De Charleroi à la maison Hermès: rencontre avec la créatrice Marie Artamonoff

marie artamonoff
© Laetitia Bica
Anne-Françoise Moyson

Elle pratique le grand écart avec une joie contagieuse. A la tête de son studio Espèces, Marie Artamonoff (43 ans) crée des bijoux et des objets artisanaux de haut vol, des costumes immensément sobres ou intensément farfelus pour la maison Hermès, pour des compagnies de danse et de théâtre.

Je suis une Bruxelloise exilée à Charleroi

Il y a tous les possibles ici. J’ai besoin d’espace parce que je travaille pour une maison de luxe, pour ma propre marque de bijoux et pour des compagnies de danse et de théâtre – chez moi, à Marcinelle, j’ai pu installer mes deux ateliers.

Et puis surtout, dans cette ville, l’offre culturelle est grande: je peux aller voir un spectacle tous les soirs si je veux, à Charleroi danse, à l’Eden, au Vecteur, à L’Ancre, au Rockerill, au Palais des Beaux-Arts… C’est précieux. Cela bouge mille fois plus ici qu’ailleurs en termes d’arts vivants.

Et puis j’aime ce rapport au passé, cette atmosphère post-industrielle et les balades que je peux y faire. On n’a pas la forêt de Soignes, mais on a les terrils, les bords de Sambre, les usines désaffectées et les forêts autour, c’est atypique et j’aime ça.

◆ Lignes de données
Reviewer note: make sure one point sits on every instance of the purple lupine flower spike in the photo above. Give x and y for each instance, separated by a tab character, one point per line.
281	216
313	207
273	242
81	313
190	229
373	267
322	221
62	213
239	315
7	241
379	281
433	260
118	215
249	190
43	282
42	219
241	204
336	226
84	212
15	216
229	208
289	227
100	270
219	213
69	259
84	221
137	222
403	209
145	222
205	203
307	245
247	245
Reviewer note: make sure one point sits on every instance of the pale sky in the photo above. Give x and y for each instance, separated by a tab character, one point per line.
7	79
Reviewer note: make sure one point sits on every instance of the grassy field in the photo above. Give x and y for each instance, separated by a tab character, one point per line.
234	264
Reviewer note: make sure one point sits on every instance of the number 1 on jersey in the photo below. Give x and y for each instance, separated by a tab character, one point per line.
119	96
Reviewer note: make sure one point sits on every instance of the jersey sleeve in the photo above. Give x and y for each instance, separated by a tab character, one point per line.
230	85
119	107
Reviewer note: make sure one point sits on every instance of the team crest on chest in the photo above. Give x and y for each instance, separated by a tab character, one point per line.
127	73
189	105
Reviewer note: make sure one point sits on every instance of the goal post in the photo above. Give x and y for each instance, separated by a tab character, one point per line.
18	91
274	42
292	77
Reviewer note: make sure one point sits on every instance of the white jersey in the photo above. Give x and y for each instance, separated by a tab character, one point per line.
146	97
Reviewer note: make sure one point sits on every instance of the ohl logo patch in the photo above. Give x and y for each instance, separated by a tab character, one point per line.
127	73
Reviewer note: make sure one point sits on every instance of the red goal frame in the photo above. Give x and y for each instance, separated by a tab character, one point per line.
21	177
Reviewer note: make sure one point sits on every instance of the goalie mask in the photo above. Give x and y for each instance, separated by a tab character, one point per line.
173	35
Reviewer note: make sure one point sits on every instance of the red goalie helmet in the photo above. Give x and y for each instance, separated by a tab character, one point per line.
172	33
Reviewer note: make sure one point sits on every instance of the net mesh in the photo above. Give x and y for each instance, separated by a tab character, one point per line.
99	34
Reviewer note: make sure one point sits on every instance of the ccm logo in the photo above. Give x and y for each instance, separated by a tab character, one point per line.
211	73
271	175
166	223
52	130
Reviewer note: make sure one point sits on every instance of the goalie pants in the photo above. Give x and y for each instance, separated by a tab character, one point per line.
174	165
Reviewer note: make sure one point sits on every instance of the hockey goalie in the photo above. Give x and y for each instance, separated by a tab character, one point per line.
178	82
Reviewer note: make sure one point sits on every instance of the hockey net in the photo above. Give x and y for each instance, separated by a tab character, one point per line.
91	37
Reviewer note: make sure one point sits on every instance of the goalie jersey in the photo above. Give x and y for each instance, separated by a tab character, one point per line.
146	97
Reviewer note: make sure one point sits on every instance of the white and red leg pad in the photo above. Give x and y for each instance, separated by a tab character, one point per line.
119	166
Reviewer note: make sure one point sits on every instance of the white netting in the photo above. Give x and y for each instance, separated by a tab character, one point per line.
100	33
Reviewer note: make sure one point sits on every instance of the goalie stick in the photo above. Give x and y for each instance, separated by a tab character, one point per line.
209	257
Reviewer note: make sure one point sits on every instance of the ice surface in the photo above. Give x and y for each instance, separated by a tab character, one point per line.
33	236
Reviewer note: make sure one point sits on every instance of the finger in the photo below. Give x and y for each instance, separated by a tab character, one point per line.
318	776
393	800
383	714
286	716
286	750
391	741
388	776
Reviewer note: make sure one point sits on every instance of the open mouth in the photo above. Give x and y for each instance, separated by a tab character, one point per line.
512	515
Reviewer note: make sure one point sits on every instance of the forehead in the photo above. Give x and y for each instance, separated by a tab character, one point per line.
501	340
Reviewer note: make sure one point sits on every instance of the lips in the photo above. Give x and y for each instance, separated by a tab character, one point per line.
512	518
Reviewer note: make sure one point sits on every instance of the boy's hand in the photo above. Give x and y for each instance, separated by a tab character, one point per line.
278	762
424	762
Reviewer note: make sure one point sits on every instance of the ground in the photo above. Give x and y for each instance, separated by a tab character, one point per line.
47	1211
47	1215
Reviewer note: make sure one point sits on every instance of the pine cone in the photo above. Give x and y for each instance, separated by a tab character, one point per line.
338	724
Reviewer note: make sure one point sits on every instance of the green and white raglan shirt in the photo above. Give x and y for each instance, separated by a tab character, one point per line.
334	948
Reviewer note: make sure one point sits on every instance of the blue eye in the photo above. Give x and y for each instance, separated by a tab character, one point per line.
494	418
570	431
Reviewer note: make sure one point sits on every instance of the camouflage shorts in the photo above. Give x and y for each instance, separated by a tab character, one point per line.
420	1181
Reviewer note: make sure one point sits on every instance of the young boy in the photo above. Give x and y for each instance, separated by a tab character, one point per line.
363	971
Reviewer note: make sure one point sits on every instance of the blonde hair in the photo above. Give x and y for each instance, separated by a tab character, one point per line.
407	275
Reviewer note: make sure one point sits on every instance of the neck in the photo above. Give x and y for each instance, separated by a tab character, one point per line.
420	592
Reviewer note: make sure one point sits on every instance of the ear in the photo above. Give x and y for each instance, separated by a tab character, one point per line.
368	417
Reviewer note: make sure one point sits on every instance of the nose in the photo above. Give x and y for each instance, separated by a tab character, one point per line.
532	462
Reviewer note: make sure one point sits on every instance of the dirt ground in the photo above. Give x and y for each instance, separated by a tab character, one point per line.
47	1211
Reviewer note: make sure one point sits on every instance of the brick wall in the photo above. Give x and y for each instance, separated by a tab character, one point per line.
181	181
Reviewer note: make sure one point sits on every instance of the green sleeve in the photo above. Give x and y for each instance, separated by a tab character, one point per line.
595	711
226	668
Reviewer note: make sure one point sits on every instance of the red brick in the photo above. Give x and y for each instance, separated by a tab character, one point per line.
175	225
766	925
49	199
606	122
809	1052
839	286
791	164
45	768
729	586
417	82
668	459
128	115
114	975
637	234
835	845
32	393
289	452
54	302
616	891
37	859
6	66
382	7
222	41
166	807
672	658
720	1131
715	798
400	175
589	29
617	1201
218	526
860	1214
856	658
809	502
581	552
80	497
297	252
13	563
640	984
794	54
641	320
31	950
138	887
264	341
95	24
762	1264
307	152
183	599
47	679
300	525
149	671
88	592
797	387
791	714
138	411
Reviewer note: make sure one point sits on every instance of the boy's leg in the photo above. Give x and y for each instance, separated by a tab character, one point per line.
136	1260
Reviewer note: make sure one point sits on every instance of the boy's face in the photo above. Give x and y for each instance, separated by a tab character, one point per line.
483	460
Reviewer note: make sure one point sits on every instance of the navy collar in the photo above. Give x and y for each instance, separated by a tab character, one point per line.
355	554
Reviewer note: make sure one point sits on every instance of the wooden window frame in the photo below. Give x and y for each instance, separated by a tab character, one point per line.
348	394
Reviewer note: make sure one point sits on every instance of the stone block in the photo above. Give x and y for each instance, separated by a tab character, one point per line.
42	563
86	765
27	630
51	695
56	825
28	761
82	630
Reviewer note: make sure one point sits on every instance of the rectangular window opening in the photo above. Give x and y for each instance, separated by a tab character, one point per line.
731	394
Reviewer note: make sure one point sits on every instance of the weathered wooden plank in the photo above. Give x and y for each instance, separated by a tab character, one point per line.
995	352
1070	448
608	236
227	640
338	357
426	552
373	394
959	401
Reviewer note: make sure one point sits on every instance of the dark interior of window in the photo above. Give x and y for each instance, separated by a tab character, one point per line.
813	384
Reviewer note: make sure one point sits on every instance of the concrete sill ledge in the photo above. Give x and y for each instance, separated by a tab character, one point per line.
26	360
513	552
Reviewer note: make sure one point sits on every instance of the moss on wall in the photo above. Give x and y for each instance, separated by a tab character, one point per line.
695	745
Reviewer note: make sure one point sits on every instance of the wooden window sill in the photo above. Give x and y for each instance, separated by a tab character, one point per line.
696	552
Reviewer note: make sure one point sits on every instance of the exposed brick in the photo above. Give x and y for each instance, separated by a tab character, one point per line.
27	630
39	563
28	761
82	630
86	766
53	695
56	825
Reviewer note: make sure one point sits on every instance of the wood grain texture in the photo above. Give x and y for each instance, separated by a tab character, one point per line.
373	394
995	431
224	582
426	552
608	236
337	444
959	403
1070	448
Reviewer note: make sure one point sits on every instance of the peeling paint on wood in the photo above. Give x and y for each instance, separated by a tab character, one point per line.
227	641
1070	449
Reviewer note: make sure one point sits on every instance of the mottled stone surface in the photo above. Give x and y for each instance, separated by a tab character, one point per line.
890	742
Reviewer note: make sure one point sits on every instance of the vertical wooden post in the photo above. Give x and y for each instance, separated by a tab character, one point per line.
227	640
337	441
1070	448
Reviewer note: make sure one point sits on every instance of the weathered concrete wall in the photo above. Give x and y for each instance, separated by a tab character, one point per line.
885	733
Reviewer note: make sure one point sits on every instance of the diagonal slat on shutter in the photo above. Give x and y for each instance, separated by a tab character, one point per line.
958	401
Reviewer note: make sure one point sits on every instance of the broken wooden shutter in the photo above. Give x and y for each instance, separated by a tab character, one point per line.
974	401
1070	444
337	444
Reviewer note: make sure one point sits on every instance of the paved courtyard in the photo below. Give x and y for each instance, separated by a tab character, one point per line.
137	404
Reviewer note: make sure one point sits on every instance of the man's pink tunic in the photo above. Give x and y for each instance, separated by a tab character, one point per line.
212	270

◆ Exercices à faire
**A)** D'après le texte sur Marie Artamonoff, où a-t-elle installé ses deux ateliers ?
**B)** Résumez en deux phrases le texte sur Marie Artamonoff.
**C)** Reprenez le texte sur Marie Artamonoff à l'endroit où il s'arrête.
Les lignes ne jouent aucun rôle ici.

◆ Corrigé par tâche
**A)** Chez elle, à Marcinelle.

**B)** Marie Artamonoff, 43 ans, dirige le studio Espèces et crée des bijoux, des objets artisanaux et des costumes pour la maison Hermès ainsi que pour des compagnies de danse et de théâtre. Bruxelloise installée à Charleroi, elle y apprécie l'espace qui lui a permis d'installer ses deux ateliers, la riche offre culturelle de la ville et son atmosphère post-industrielle.

**C)**
La montagne, ça vous gagne

C’est un vieux slogan publicitaire qui me fait rire. Mais c’est vrai! Je marche depuis que j’ai 5 ans, la randonnée occupe une grande place dans ma vie. Et c’est ma principale source d’inspiration, je ramasse des cailloux, des fleurs, des os, je m’emplis des paysages, des formes… J’ai toujours eu une fascination pour la nature. Quand je marche, je ne parle pas, c’est le moment où je peux me vider la tête, ne réfléchir à rien, me laisser guider par le rythme de mes pas − et c’est là que les idées surviennent.

On trouve dans l’enfance les semences de ce qu’on est

Ma grand-mère paternelle était russe, elle se prénommait Natacha, on l’appelait Nana. Elle avait étudié à La Cambre en section émail. Elle créait des objets et fabriquait des bijoux. L’établi sur lequel je travaille aujourd’hui, c’est le sien, toutes les taches de couleurs qui s’y trouvent, ce sont ses traces à elles… Elle faisait quasi tous ses vêtements elle-même, elle avait un goût hyper sûr et elle osait porter des tenues spectaculaires, elle adorait ce qui brillait… C’est un joli petit terreau, qui a façonné ce que je suis devenue.

«Comme je n’ai pas de formation en couture, je ne connais pas les limites.»

Je suis une outsider

Comme je n‘ai pas de formation en couture ni en stylisme, je ne connais pas les limites. Petite, je voulais faire de la mode mais je savais que ces études-là étaient très compétitives, et moi, s’il y trop de compet’, je pars plutôt que d’y aller.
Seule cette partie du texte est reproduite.